**REQUIREMENTS:** Print the data that follows exactly.

— START OF RECORDS SUPPLIED —

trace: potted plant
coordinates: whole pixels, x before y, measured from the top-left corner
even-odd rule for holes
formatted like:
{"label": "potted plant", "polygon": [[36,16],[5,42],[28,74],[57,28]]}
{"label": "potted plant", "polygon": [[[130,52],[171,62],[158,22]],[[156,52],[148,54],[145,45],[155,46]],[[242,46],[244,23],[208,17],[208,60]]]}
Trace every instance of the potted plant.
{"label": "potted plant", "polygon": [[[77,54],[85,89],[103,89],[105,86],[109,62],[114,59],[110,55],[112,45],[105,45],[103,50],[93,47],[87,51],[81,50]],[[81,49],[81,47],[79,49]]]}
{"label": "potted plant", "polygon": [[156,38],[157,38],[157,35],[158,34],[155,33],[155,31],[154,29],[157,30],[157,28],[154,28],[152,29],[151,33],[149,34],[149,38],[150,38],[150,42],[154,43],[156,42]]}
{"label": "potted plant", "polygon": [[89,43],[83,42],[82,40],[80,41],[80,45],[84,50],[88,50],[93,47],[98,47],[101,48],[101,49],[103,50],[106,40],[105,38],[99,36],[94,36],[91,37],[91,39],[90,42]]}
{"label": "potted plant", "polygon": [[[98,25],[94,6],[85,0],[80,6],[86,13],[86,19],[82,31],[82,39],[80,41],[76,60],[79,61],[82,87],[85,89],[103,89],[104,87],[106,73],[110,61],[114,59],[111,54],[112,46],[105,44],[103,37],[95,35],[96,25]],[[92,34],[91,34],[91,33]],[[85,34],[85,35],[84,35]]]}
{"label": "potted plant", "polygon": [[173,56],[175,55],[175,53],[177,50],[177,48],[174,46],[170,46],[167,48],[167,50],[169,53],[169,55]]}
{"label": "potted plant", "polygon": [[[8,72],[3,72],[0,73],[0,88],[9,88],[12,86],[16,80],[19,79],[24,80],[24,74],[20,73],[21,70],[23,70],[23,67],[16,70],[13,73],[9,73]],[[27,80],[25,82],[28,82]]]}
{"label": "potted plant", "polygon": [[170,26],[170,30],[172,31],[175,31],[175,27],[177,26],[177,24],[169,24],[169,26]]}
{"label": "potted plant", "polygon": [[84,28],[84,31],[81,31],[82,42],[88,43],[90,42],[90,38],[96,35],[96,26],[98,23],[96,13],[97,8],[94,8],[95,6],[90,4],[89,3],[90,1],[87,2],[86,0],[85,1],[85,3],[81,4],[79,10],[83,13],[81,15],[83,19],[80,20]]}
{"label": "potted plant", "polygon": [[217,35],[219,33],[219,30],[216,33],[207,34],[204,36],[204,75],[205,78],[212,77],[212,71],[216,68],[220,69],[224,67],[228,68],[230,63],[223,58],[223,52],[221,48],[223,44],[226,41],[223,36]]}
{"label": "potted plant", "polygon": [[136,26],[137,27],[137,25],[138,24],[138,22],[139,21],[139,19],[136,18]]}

— END OF RECORDS SUPPLIED —

**RESULT:**
trace: potted plant
coordinates: whole pixels, x before y, measured from the top-left corner
even-odd rule for holes
formatted like:
{"label": "potted plant", "polygon": [[36,16],[5,42],[28,74],[57,28]]}
{"label": "potted plant", "polygon": [[[130,52],[171,62],[158,22]],[[156,52],[148,54],[145,45],[155,46]],[[242,46],[244,23],[208,17],[208,60]]]}
Trace every instance of the potted plant.
{"label": "potted plant", "polygon": [[[77,54],[85,89],[103,89],[105,86],[109,62],[114,59],[110,55],[112,45],[105,45],[103,50],[93,47],[87,51],[81,50]],[[81,49],[81,47],[79,49]]]}
{"label": "potted plant", "polygon": [[156,38],[157,38],[157,35],[158,34],[155,33],[155,31],[154,29],[157,30],[157,28],[154,28],[152,29],[151,33],[149,34],[149,38],[150,38],[150,42],[154,43],[156,42]]}
{"label": "potted plant", "polygon": [[89,43],[83,42],[82,40],[80,41],[80,45],[84,50],[88,50],[93,47],[98,47],[101,48],[101,49],[103,50],[106,40],[105,38],[99,36],[94,36],[91,37],[91,39],[90,42]]}
{"label": "potted plant", "polygon": [[[98,25],[94,6],[85,0],[80,6],[86,13],[86,19],[82,31],[82,39],[80,41],[76,60],[79,61],[82,87],[85,89],[103,89],[104,87],[106,73],[110,61],[114,59],[111,54],[112,46],[105,44],[103,37],[95,35],[96,25]],[[92,34],[91,34],[91,33]],[[85,34],[85,35],[84,35]]]}
{"label": "potted plant", "polygon": [[173,56],[175,55],[175,53],[177,50],[177,48],[174,46],[170,46],[167,48],[167,50],[169,53],[169,55]]}
{"label": "potted plant", "polygon": [[[8,72],[3,72],[0,73],[0,88],[9,88],[12,86],[16,80],[19,79],[24,80],[24,74],[20,73],[21,70],[23,70],[23,67],[16,70],[13,73],[9,73]],[[27,80],[25,82],[28,82]]]}
{"label": "potted plant", "polygon": [[170,26],[170,30],[172,31],[175,31],[175,27],[177,26],[177,24],[169,24],[169,26]]}
{"label": "potted plant", "polygon": [[84,28],[84,31],[81,31],[82,42],[88,43],[90,42],[90,38],[96,35],[96,26],[98,23],[96,13],[97,8],[94,8],[95,6],[90,4],[89,3],[90,1],[87,2],[86,0],[85,1],[85,3],[81,4],[79,10],[83,13],[81,15],[83,19],[80,20]]}
{"label": "potted plant", "polygon": [[217,35],[219,33],[219,30],[216,33],[207,34],[204,36],[204,75],[205,78],[212,77],[212,71],[216,68],[220,69],[224,67],[228,68],[230,63],[223,58],[223,52],[221,48],[223,44],[226,41],[223,36]]}
{"label": "potted plant", "polygon": [[136,26],[137,27],[137,25],[138,24],[138,22],[139,21],[139,19],[136,18]]}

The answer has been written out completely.